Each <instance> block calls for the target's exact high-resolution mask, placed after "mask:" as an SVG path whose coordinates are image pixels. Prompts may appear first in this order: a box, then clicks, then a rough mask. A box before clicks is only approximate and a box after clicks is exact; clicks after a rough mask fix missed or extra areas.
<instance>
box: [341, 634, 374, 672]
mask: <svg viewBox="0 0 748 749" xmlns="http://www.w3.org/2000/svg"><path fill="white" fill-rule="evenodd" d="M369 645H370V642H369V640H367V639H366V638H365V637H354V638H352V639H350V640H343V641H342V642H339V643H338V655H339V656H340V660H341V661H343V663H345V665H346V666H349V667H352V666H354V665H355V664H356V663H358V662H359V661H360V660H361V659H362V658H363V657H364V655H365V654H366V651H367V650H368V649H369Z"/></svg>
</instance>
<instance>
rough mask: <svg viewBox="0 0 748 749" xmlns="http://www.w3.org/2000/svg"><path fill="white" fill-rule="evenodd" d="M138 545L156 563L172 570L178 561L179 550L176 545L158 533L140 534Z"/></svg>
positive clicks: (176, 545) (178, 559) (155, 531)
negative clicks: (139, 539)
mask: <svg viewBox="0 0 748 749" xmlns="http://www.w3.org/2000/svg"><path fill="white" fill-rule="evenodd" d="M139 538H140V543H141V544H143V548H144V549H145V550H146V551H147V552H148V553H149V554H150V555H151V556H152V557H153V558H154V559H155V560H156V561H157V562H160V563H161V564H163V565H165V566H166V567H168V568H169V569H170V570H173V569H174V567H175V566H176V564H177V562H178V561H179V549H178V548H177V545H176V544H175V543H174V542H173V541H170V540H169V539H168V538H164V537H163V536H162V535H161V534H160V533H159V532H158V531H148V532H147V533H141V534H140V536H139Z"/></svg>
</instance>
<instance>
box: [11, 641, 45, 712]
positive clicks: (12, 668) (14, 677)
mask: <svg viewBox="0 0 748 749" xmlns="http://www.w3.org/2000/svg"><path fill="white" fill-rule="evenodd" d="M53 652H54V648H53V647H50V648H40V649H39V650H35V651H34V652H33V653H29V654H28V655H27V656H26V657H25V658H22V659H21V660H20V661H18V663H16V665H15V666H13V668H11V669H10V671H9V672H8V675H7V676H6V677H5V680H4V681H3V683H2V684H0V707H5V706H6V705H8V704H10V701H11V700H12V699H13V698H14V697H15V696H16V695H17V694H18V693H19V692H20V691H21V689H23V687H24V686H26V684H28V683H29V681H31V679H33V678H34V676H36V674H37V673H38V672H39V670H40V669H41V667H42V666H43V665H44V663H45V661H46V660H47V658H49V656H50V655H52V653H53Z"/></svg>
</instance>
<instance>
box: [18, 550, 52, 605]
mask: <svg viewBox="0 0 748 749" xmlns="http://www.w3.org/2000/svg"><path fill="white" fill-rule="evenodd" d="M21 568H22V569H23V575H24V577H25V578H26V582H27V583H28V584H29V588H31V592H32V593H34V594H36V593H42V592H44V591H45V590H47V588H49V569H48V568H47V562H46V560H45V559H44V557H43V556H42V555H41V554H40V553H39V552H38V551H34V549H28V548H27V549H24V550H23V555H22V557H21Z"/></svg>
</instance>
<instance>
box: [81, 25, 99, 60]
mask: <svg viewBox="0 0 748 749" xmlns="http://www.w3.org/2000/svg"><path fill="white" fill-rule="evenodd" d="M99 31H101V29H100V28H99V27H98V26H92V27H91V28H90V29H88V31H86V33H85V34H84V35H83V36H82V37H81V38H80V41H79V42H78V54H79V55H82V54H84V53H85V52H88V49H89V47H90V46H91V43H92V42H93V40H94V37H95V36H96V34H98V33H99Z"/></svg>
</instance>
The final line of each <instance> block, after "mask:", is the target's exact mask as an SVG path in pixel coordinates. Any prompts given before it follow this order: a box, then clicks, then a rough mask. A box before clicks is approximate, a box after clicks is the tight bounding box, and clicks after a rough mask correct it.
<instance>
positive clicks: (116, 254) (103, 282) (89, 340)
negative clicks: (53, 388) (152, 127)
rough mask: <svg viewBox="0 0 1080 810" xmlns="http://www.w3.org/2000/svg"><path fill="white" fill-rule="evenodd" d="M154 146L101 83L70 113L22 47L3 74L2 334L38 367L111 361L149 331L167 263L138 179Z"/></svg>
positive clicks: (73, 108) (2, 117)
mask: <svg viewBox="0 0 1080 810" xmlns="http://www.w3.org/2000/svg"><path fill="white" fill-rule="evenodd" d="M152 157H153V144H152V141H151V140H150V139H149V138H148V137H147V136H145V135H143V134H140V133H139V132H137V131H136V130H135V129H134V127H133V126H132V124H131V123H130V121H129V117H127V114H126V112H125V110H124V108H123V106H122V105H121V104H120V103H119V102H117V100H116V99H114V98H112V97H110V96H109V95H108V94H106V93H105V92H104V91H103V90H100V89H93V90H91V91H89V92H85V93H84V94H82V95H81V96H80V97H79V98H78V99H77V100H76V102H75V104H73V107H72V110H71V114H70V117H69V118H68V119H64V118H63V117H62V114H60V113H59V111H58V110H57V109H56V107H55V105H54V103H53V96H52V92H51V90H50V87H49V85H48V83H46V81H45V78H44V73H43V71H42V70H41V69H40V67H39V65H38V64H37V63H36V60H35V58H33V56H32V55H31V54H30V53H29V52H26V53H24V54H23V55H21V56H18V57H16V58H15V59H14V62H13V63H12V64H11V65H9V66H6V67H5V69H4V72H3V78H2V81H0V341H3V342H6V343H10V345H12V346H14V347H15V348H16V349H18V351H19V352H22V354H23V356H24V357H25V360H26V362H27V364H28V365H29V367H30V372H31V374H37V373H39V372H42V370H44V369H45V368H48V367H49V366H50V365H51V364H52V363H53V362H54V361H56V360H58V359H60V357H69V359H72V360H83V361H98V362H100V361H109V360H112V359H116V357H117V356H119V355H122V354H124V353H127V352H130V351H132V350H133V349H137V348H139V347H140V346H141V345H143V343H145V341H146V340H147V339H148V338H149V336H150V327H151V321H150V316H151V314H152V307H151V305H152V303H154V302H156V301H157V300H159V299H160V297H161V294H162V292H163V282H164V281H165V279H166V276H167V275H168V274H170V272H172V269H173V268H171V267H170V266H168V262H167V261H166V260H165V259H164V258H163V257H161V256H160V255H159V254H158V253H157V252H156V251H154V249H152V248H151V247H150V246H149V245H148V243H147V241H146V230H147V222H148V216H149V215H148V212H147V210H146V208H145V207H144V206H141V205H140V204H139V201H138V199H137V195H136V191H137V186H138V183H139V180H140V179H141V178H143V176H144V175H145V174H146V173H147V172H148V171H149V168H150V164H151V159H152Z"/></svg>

----------------------------------------

* [任务要求]:
数一数上面的数据中有几行含有字符串“before”，只写出这个数字。

* [练习结果]:
2